* Begin Records for the task *
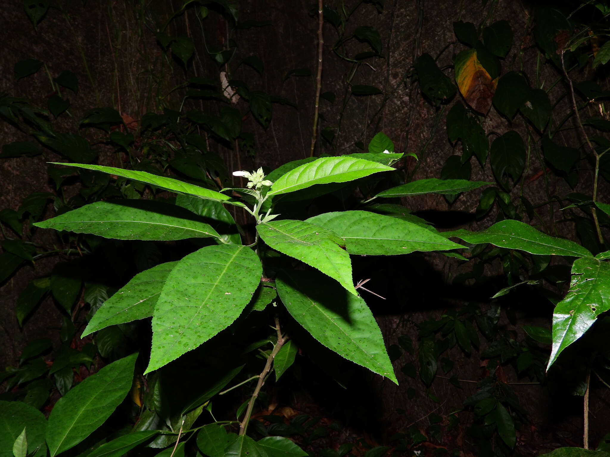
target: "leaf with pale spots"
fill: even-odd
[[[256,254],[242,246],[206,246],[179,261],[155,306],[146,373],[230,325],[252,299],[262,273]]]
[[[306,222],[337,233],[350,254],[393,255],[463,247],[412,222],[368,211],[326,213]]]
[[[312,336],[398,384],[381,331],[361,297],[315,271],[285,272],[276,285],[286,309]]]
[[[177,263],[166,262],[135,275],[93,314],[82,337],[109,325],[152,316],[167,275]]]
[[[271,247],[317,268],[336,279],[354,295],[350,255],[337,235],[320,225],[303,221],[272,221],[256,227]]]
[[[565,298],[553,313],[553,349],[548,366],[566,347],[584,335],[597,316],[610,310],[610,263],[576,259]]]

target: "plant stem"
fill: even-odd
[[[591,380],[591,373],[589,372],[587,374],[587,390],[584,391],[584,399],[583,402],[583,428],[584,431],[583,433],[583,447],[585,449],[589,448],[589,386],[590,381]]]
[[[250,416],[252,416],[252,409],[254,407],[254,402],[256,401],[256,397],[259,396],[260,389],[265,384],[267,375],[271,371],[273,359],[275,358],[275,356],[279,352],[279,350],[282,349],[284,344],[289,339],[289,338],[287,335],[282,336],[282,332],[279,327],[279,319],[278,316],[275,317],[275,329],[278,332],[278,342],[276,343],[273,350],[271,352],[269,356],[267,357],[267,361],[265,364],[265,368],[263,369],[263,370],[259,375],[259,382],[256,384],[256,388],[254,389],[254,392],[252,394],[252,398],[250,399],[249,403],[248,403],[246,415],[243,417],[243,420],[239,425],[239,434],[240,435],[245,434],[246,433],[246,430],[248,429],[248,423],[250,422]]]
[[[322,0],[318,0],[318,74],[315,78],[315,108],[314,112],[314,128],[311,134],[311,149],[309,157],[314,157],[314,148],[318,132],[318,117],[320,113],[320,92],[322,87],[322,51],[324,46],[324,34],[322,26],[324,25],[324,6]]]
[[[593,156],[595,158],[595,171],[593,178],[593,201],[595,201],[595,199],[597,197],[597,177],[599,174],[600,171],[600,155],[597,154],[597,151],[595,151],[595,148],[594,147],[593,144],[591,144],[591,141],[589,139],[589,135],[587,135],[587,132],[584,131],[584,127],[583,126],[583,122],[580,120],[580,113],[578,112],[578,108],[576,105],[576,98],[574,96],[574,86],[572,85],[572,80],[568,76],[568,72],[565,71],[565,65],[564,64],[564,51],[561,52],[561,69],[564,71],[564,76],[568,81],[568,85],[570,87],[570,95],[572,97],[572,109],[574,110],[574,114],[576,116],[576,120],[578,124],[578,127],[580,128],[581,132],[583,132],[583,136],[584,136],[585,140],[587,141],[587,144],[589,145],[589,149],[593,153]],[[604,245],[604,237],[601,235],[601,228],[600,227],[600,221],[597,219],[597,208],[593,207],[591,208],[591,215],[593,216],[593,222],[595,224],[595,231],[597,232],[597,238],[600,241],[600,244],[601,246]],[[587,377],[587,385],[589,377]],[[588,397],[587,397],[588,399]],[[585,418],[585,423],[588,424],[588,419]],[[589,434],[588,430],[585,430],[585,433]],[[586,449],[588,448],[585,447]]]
* End Records for the task *
▸ **Objective**
Above are records to transcribe exactly; leave their pictures out.

▸ **Exercise output**
target: "leaf with pale spots"
fill: even-odd
[[[256,254],[242,246],[206,246],[179,261],[155,306],[146,373],[230,325],[252,299],[262,273]]]
[[[306,222],[337,233],[350,254],[393,255],[463,247],[412,222],[368,211],[326,213]]]
[[[312,336],[398,384],[381,331],[361,297],[315,271],[285,272],[276,285],[286,309]]]
[[[177,263],[166,262],[135,275],[93,314],[82,337],[109,325],[152,316],[167,275]]]
[[[271,247],[317,268],[336,279],[354,295],[350,255],[337,235],[320,225],[303,221],[272,221],[256,227]]]
[[[565,298],[553,313],[553,349],[548,366],[566,347],[584,335],[597,316],[610,310],[610,263],[576,259]]]

target: "plant stem"
fill: even-odd
[[[591,380],[591,373],[589,372],[587,374],[587,390],[584,391],[584,399],[583,402],[583,428],[584,431],[583,433],[583,447],[585,449],[589,448],[589,386],[590,381]]]
[[[250,416],[252,416],[252,409],[254,407],[254,402],[256,401],[256,397],[259,396],[260,389],[265,384],[267,375],[271,371],[273,359],[275,358],[275,356],[279,352],[279,350],[282,349],[284,344],[289,339],[289,338],[287,335],[282,336],[282,332],[279,327],[279,319],[278,316],[275,317],[275,329],[278,332],[278,342],[276,343],[273,350],[271,352],[269,356],[267,357],[267,361],[265,364],[265,368],[263,369],[263,370],[259,375],[259,382],[256,384],[256,388],[254,389],[254,392],[252,394],[252,398],[250,399],[249,403],[248,403],[246,415],[243,417],[243,420],[239,425],[239,434],[240,435],[245,434],[246,433],[246,430],[248,429],[248,423],[250,422]]]
[[[322,0],[318,0],[318,74],[315,78],[315,108],[314,112],[314,128],[311,134],[311,149],[309,157],[314,157],[314,148],[318,132],[318,117],[320,113],[320,92],[322,87],[322,51],[324,46],[324,34],[322,26],[324,25],[324,6]]]
[[[593,156],[595,158],[595,171],[593,178],[593,201],[595,201],[595,199],[597,197],[597,177],[599,174],[600,171],[600,155],[597,154],[597,151],[595,151],[595,148],[594,147],[593,144],[591,144],[591,141],[589,139],[589,135],[587,135],[587,132],[584,131],[584,127],[583,126],[583,122],[580,120],[580,113],[578,112],[578,108],[576,105],[576,98],[574,96],[574,86],[572,85],[572,80],[568,76],[568,72],[565,71],[565,65],[564,64],[564,51],[561,52],[561,69],[564,71],[564,76],[568,81],[568,85],[570,87],[570,95],[572,97],[572,109],[574,110],[574,114],[576,116],[576,120],[578,124],[578,127],[580,128],[581,132],[583,132],[583,136],[584,136],[585,140],[587,141],[587,144],[589,145],[589,149],[593,153]],[[604,245],[604,237],[601,235],[601,228],[600,227],[600,221],[597,219],[597,208],[593,207],[591,208],[591,215],[593,216],[593,222],[595,224],[595,231],[597,232],[597,238],[600,241],[600,244],[601,246]],[[587,377],[587,385],[589,377]],[[588,397],[587,397],[588,399]],[[585,418],[585,423],[588,424],[588,419]],[[589,434],[588,430],[585,430],[585,433]],[[586,449],[588,448],[585,447]]]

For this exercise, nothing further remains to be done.